### Requirement
Copy the data below word for word, from the line containing "ear ended up?" through the final line of the data.

### Recorded data
•••••

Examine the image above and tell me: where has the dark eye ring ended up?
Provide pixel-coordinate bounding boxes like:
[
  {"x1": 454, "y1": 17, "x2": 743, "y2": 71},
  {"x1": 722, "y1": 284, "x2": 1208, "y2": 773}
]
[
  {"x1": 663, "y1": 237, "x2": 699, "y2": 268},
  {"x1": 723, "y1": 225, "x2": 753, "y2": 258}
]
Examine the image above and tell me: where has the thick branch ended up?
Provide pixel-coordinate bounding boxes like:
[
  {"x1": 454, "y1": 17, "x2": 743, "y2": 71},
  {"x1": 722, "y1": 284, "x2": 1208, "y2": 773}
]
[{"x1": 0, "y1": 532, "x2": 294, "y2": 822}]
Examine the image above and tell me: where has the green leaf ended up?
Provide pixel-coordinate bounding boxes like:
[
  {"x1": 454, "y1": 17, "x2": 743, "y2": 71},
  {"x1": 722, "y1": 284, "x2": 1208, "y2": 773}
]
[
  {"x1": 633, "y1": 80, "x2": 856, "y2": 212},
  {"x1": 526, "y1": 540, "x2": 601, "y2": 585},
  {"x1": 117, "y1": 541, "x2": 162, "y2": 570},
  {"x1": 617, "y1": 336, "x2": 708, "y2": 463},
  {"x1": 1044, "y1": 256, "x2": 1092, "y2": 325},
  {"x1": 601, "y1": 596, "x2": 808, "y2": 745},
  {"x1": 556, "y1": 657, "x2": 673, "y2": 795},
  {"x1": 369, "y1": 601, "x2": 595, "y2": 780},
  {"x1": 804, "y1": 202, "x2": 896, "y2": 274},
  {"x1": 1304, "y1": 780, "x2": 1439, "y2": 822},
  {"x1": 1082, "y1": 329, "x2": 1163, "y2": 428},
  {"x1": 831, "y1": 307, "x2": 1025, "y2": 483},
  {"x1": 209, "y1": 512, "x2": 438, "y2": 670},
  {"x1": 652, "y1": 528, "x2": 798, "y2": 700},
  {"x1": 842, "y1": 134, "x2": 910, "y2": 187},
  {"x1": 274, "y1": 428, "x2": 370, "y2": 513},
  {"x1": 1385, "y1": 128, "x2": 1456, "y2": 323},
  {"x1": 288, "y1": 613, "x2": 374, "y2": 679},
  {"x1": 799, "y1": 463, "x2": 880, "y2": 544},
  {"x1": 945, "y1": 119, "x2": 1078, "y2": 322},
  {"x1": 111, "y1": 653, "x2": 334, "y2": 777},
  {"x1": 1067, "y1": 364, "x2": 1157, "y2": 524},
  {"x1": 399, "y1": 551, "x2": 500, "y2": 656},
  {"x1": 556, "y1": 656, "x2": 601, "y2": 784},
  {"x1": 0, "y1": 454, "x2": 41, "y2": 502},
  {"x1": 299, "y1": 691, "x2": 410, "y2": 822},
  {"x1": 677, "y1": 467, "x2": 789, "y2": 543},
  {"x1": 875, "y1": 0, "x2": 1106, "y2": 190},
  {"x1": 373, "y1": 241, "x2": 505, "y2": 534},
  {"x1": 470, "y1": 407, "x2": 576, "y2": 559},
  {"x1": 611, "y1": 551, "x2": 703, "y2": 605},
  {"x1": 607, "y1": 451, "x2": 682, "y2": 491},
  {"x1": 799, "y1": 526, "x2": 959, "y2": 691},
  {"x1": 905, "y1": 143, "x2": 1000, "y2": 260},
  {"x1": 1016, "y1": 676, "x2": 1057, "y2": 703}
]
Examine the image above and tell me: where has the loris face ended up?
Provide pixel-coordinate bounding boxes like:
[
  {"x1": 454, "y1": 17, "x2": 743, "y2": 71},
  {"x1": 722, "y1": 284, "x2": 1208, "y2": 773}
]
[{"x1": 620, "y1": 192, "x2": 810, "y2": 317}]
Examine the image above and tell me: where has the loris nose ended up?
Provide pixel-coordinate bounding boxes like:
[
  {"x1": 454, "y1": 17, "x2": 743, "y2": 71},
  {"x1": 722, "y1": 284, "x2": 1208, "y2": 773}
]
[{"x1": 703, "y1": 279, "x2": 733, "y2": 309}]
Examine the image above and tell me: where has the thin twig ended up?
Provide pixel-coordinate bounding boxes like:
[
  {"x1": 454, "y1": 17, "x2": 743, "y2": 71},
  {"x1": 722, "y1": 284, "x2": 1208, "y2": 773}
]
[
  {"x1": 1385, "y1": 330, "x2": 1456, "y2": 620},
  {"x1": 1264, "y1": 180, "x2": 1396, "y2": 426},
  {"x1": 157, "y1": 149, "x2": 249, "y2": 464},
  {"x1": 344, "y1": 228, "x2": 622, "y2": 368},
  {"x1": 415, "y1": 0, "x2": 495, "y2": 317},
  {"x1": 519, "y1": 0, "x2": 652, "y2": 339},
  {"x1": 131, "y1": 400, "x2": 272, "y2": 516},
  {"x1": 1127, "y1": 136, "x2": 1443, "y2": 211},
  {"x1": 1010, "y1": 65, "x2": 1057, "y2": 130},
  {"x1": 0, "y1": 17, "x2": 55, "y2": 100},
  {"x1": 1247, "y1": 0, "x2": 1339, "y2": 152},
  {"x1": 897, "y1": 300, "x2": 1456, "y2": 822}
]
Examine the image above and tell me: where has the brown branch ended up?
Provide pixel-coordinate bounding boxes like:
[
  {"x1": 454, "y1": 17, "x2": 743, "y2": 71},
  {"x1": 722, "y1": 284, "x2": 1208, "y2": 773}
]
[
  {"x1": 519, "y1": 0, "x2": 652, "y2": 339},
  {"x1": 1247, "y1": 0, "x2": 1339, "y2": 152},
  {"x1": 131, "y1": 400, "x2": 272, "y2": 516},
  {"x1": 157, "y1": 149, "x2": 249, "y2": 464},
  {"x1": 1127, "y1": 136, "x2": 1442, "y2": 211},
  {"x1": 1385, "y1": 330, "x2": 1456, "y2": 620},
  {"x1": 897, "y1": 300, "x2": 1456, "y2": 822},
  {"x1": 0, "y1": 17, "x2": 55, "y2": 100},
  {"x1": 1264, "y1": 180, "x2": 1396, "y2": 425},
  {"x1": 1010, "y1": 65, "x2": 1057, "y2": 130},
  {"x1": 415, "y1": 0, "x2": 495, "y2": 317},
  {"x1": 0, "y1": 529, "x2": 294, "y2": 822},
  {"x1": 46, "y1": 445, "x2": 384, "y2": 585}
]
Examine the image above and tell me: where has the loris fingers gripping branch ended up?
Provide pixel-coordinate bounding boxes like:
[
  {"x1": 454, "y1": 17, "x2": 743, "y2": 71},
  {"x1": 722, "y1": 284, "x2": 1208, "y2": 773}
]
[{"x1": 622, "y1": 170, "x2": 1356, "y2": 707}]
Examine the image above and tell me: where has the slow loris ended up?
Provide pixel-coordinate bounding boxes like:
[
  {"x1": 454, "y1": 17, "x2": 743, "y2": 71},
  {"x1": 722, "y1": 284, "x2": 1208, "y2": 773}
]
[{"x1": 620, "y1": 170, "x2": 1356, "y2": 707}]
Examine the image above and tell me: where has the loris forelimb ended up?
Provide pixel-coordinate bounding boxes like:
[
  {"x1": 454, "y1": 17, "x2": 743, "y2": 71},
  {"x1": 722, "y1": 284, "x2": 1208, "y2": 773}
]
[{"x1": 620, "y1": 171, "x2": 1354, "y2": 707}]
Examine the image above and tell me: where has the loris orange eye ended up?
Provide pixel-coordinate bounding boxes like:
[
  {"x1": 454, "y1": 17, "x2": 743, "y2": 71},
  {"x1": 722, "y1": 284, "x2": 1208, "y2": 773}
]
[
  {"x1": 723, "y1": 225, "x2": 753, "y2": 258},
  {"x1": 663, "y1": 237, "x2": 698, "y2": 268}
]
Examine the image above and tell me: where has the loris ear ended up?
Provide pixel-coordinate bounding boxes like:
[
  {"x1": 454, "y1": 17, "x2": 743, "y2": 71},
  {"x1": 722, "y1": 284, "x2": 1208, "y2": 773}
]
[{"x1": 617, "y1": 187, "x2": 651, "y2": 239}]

•••••

### Exercise response
Examine the image above and tell me: where has the loris ear ended up?
Provide pixel-coordinate bounding boxes like:
[
  {"x1": 454, "y1": 17, "x2": 743, "y2": 71},
  {"x1": 722, "y1": 284, "x2": 1208, "y2": 773}
]
[{"x1": 617, "y1": 187, "x2": 651, "y2": 239}]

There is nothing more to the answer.